### Source document
Popsicle shape not protected under passing off or as trademark despite reputation


In Strauss Ice Cream Ltd v Osem Investments Ltd (CC (TA Distr) 14824-10-13, February 13 2014), the Tel Aviv District Court has refused to enjoin the defendant from marketing a popsicle made up of concentric circles which allegedly copied the shape of the plaintiff's product.

Since the 1980s Strauss Ice Cream Ltd, part of the Unilever group, has manufactured and marketed a circular popsicle, made up of three concentric circles in three different colours on a stick, under the name Matara (Hebrew for 'target'). A picture of Strauss' product in its packaging, which shows an image of the product, is depicted below:

(picture taken from the online edition of Calcalist at 'calcalist.co.il' in respect of this dispute)

However, the pictures submitted to the court may be different, as there was mention of the image of a lion and the name Max. The Max series is depicted below - the Max Matara popsicle is the fourth from the left:

(picture taken from the online edition of Ynetnews at 'ynet.co.il')

In the summer of 2013 Noga Ice Cream, part of the Nestle group and owned in part by Osem Investments Ltd, launched a popsicle made up of three circular concentric layers in two colours. Noga's product was marketed under the name Mastik Banana (Hebrew for 'banana bubble gum'). Noga's product in its packaging, which shows an image of the product, is depicted below:

(pictures taken from the Hebrew Facebook page of Nestle Ice Cream)

### Entries provided
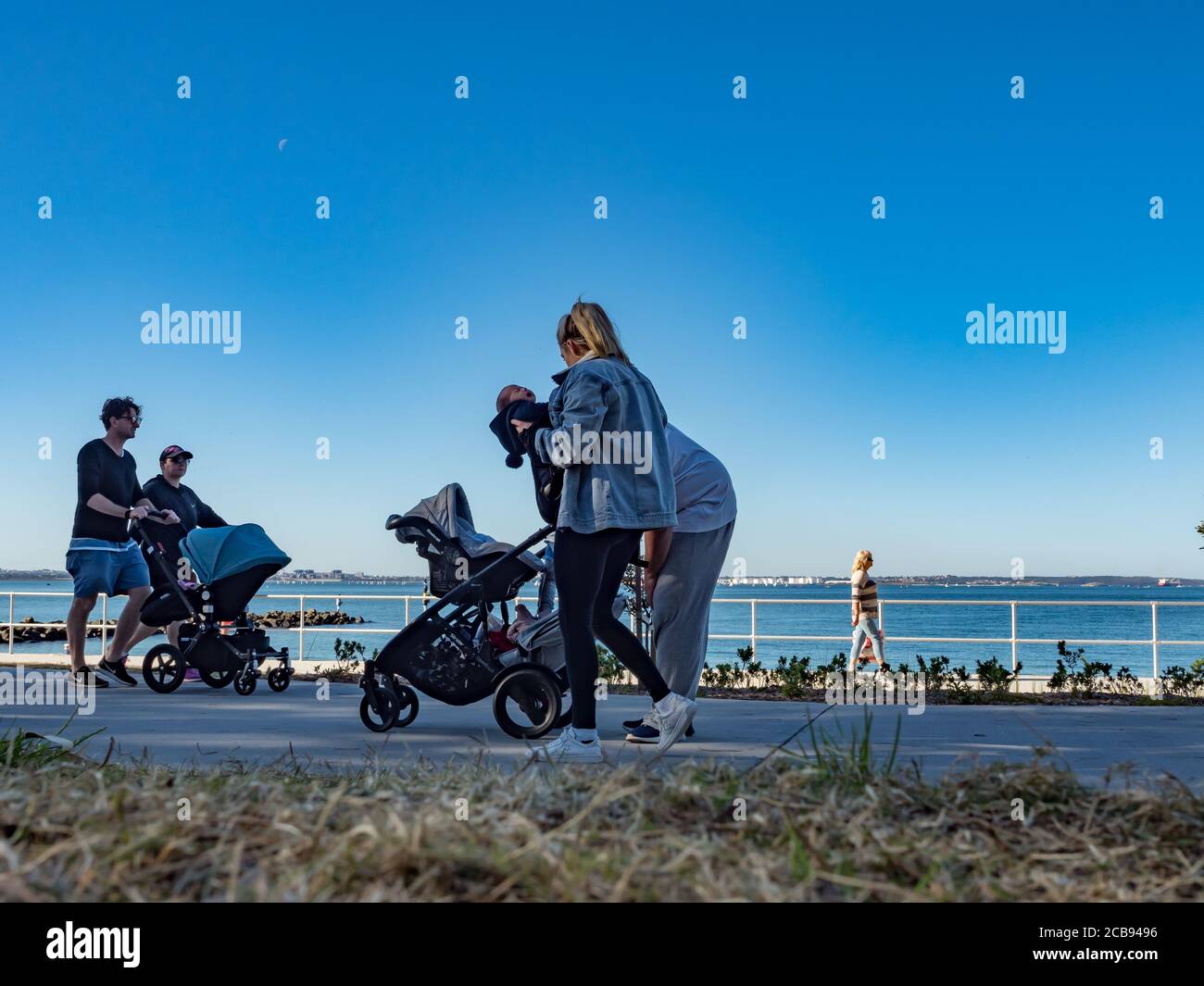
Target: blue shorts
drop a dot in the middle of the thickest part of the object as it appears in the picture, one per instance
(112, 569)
...
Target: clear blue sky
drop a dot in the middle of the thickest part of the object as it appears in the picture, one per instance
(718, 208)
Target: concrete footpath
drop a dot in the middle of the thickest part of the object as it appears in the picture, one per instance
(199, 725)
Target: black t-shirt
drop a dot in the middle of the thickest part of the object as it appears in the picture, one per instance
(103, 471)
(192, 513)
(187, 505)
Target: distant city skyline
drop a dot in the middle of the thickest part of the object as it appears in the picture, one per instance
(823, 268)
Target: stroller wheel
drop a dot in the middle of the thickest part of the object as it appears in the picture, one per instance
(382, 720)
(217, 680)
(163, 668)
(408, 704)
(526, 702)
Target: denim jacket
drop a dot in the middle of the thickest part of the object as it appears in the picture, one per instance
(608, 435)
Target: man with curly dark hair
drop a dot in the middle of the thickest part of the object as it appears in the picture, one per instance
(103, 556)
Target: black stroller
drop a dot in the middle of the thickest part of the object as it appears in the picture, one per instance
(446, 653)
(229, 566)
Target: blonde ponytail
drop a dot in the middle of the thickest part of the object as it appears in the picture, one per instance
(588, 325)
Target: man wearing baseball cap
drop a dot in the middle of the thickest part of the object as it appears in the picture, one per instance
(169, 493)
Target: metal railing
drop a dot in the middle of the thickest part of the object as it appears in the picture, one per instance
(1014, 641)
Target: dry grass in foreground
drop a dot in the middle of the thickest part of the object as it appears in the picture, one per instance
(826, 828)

### Parts of the exercise
a – From the popsicle article, answer each question briefly:
(i) What does the name Matara mean in Hebrew?
(ii) In how many colours are the layers of Noga's popsicle?
(iii) Which court refused to enjoin the defendant?
b – Copy the rows, starting with the line that contains "Target: blonde ponytail" and going on through the line that contains "(1014, 641)", both ends included.

### The answers
a –
(i) 'Target'
(ii) Two
(iii) The Tel Aviv District Court

b –
Target: blonde ponytail
drop a dot in the middle of the thickest part of the object as it appears in the picture, one per instance
(588, 325)
Target: man wearing baseball cap
drop a dot in the middle of the thickest part of the object as it appears in the picture, one per instance
(169, 493)
Target: metal railing
drop a dot in the middle of the thickest part of the object as it appears in the picture, one per instance
(1014, 641)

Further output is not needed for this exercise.